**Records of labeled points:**
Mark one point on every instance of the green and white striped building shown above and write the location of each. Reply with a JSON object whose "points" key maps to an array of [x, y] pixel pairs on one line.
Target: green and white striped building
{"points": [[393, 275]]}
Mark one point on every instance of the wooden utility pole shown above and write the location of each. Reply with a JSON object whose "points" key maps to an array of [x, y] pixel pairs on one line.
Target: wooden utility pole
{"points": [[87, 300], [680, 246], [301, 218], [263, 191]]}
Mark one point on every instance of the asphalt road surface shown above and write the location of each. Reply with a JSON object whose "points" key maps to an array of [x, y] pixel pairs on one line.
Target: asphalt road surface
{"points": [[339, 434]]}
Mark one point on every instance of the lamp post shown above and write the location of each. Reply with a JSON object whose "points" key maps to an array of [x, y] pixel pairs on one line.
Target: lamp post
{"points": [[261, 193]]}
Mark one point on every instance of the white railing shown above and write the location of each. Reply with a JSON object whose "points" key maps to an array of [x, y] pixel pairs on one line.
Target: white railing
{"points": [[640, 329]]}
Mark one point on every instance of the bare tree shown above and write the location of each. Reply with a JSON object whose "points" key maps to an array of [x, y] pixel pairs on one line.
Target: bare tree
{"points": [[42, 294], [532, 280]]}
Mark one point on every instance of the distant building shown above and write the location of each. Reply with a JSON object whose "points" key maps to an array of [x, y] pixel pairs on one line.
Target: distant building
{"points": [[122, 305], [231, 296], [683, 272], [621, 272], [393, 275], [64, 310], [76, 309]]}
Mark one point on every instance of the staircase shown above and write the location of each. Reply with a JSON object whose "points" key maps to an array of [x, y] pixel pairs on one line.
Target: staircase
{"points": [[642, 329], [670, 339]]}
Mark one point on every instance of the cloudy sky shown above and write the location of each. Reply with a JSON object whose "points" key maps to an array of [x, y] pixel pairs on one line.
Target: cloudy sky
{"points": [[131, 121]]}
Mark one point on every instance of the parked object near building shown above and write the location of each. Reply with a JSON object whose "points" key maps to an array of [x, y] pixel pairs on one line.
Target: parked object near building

**WHAT TO PRODUCE:** Starting at the line that contains "Mark one point on every instance of the staircase" and continuing through the end of the listing, write out those lines again in full. Increase every x and y coordinate in the answers by 91 and leave all other text unchanged.

**CORRECT OUTPUT:**
Mark one point on every instance of the staircase shown above and write the location of each. Reply with a JSON object whose "points" key maps to an array of [x, y] pixel pairs on one line.
Target: staircase
{"points": [[733, 420], [761, 430]]}
Mark one point on every instance of the cloudy sky shown above and write the location of each. Reply with a JSON object whose "points" key maps to an array of [x, y] pixel pairs on one line.
Target: cloudy sky
{"points": [[222, 212]]}
Mark one point on every instance of the parked object near building shown above and write the location of each. Reply with a JSON object whose "points" key maps to an array of [x, y] pixel pairs on one line.
Target: parked object near building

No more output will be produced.